Referring expression data:

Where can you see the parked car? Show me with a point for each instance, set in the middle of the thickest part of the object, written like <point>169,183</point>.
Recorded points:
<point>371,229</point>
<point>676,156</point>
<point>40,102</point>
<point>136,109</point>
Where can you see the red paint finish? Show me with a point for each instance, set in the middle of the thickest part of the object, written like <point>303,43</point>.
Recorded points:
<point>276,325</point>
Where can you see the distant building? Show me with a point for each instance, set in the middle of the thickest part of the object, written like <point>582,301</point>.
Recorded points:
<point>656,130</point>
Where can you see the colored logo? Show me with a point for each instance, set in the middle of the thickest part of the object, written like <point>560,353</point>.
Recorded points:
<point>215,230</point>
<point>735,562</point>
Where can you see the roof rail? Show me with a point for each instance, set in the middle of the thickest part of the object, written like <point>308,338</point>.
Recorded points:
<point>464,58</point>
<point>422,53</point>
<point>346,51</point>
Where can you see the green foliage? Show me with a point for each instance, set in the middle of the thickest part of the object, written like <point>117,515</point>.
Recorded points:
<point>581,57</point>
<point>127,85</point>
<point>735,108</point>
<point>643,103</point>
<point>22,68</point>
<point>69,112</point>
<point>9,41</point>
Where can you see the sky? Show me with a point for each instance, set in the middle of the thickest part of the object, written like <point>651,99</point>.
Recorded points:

EXERCISE DIRECTIONS:
Using the records above, pull out each line where the word "thickest" occurs.

SOLUTION FOR THIS PROBLEM:
Where can you see the parked car? Show me with a point for each instance, set in the middle of the thickest part of the object, written like <point>169,183</point>.
Where can you see the red paint finish? Show me with a point for each instance, set in the middle of the thickest part of the object, written like <point>303,43</point>.
Where can you see the distant building? Show me with a point for each instance, set in the middle of the thickest part of the object, written like <point>582,301</point>.
Where can you see the colored logo? Show me with a point for each instance, set in the middle of the thickest part of the object, written like <point>560,353</point>.
Where can you see the roof rail? Show me with a point for each instance, set in the middle of the thickest part of the object, written like <point>308,338</point>.
Where can you see the green foliage? Show me with a point for each instance, set in the middle of the thickest part of the object, written like <point>117,515</point>.
Where can you see the sky? Show me with a point for each instance, set in the middle of the thickest part of the object, written like <point>651,99</point>.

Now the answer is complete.